PROBLEM DETAILS: Starting from the line containing "Where can the white upvc", write out the rest of the entries exactly, through the final line, including nothing else.

GIVEN INFORMATION:
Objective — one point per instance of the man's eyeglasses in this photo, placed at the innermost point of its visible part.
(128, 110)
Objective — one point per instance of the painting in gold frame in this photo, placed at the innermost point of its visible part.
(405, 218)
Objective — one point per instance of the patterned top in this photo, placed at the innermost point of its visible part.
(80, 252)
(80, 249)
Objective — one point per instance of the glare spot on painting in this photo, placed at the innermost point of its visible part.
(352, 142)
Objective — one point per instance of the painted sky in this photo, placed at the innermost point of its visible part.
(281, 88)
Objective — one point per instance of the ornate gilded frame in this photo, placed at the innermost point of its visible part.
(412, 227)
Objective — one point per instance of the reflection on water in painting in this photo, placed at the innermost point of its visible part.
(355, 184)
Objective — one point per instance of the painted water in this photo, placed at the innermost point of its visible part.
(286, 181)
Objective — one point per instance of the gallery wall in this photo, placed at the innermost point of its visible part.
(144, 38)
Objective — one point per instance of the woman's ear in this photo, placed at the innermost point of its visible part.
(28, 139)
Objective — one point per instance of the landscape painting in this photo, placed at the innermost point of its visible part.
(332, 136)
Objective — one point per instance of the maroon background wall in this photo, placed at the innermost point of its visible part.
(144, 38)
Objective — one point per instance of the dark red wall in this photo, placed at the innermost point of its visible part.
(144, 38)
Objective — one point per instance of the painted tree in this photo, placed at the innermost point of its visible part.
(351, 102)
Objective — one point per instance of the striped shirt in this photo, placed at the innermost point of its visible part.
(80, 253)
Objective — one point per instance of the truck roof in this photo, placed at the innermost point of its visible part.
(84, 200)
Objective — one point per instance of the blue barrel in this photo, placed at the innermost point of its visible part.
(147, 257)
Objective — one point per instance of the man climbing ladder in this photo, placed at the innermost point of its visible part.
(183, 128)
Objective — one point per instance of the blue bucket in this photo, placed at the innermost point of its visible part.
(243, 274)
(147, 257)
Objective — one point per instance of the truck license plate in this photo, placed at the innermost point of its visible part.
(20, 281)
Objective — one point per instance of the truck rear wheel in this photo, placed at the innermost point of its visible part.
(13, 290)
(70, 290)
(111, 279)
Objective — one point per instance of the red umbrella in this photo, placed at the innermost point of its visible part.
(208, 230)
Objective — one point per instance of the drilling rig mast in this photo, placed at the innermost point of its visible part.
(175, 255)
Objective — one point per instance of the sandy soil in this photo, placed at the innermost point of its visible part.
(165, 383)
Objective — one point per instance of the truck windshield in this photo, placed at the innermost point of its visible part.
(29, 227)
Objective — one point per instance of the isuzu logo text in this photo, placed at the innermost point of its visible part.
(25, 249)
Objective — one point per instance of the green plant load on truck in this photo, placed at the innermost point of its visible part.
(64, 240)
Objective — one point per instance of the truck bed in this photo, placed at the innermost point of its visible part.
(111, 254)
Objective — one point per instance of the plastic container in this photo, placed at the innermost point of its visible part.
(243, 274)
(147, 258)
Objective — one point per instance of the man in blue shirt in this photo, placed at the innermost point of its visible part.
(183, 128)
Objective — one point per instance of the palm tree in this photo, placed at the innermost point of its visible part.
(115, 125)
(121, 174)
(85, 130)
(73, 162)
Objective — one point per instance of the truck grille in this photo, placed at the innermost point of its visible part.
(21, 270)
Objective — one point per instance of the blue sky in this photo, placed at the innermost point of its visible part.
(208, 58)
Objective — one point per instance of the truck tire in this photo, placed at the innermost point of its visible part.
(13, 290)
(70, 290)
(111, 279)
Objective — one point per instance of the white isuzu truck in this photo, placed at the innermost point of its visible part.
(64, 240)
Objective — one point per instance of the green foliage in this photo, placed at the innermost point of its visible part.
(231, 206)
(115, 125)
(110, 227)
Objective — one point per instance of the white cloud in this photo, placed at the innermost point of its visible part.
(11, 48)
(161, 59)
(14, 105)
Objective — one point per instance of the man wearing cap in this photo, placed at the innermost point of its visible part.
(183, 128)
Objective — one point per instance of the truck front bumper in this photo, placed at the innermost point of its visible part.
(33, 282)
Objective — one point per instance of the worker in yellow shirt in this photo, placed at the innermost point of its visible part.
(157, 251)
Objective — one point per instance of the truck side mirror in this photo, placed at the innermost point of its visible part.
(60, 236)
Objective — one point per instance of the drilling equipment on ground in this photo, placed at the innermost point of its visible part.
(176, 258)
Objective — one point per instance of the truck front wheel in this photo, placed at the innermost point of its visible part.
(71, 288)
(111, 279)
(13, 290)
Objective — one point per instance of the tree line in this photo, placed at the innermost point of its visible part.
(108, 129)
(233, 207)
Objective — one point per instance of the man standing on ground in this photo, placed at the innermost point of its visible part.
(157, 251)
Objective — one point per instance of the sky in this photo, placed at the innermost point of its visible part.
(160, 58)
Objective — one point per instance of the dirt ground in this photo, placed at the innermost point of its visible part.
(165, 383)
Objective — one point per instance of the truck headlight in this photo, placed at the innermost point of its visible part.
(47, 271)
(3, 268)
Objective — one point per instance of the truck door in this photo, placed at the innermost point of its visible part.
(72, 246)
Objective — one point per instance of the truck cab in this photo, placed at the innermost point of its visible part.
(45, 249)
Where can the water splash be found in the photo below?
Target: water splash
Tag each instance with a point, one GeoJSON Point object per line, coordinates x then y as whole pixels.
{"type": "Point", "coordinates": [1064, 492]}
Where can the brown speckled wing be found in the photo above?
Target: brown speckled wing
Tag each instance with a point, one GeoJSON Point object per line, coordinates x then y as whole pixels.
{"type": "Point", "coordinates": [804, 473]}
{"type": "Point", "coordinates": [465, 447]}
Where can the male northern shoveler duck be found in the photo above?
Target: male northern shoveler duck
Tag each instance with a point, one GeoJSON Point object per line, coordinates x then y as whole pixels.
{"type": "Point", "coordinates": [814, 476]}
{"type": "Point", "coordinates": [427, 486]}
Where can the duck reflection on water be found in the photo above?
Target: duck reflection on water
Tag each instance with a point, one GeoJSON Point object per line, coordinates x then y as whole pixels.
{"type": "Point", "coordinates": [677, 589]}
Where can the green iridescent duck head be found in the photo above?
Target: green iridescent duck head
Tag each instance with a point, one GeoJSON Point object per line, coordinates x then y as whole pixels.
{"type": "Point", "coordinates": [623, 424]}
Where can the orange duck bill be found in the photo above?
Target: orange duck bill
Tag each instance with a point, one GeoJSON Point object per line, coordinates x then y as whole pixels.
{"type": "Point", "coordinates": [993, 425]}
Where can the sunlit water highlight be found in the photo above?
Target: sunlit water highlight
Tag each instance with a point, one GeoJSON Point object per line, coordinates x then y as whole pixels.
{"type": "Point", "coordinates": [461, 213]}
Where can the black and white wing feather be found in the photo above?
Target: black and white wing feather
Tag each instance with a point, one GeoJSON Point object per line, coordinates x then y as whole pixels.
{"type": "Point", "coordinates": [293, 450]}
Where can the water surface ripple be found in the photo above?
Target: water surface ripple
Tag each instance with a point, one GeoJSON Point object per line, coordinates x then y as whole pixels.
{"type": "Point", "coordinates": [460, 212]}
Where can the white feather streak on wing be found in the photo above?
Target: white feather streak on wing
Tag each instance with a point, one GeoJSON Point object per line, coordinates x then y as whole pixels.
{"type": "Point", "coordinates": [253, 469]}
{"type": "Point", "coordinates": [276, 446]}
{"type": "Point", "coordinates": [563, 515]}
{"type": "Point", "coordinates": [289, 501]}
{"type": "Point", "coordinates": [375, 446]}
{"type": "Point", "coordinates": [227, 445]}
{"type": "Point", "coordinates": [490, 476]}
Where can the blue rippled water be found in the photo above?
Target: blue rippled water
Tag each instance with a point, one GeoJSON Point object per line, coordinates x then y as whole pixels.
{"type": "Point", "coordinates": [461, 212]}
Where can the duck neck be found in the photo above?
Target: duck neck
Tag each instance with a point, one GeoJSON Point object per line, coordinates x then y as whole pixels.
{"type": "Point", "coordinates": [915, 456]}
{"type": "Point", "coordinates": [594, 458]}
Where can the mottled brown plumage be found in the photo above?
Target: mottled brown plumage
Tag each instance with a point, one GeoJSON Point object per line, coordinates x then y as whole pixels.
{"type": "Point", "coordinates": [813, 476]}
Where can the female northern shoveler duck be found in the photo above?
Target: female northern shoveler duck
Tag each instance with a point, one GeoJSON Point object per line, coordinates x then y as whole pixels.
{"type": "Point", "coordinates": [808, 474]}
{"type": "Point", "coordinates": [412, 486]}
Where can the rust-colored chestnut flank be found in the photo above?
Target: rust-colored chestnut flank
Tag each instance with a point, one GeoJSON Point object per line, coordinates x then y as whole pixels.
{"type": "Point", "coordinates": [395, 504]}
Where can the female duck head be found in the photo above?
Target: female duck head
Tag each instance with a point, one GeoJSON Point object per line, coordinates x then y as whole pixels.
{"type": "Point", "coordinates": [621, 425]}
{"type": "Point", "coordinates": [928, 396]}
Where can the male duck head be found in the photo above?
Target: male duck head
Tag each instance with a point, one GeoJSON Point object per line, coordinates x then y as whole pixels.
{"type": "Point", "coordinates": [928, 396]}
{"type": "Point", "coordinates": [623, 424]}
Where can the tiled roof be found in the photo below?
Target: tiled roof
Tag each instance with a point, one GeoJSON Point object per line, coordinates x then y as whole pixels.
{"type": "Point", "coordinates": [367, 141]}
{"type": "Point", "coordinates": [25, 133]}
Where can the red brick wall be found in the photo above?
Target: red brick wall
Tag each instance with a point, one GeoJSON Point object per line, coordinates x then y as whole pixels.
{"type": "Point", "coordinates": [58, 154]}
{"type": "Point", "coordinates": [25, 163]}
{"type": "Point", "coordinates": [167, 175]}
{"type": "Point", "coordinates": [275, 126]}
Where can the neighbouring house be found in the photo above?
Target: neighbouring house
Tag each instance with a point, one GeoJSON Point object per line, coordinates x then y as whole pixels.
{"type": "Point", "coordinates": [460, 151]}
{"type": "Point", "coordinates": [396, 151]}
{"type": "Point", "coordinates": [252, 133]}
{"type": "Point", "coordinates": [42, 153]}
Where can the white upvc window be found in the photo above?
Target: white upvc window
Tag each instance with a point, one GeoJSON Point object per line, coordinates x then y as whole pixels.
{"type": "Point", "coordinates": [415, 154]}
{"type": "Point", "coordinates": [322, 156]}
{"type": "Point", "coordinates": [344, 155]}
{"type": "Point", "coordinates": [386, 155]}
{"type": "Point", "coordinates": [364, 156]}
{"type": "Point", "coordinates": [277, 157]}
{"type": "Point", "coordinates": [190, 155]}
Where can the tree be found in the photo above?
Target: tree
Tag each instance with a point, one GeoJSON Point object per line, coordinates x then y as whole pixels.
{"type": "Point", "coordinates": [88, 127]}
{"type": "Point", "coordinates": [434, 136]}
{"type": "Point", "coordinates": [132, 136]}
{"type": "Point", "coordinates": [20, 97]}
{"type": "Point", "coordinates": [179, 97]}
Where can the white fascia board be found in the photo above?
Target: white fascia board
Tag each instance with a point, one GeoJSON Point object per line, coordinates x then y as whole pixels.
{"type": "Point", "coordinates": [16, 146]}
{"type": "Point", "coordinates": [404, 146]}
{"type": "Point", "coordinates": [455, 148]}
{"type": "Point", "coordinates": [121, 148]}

EXERCISE ANSWER:
Where can the white upvc window be found in the photo above?
Target: white upvc window
Tag each instance with a point, one GeoJSON Point object per line, coordinates x then y as whole pixels.
{"type": "Point", "coordinates": [415, 154]}
{"type": "Point", "coordinates": [322, 156]}
{"type": "Point", "coordinates": [344, 155]}
{"type": "Point", "coordinates": [386, 155]}
{"type": "Point", "coordinates": [364, 156]}
{"type": "Point", "coordinates": [277, 157]}
{"type": "Point", "coordinates": [190, 155]}
Where can the tree be found in the photo above?
Target: tree
Tag each instance with a point, one GeoJSON Point object per line, coordinates x then y as whole pixels.
{"type": "Point", "coordinates": [88, 127]}
{"type": "Point", "coordinates": [434, 136]}
{"type": "Point", "coordinates": [132, 136]}
{"type": "Point", "coordinates": [20, 97]}
{"type": "Point", "coordinates": [179, 97]}
Where can the white fascia board be found in the photo above?
Target: white fascia board
Tag each instance with a point, one GeoJSON Point object per line, coordinates x then y as whole pixels.
{"type": "Point", "coordinates": [16, 146]}
{"type": "Point", "coordinates": [404, 146]}
{"type": "Point", "coordinates": [455, 148]}
{"type": "Point", "coordinates": [121, 148]}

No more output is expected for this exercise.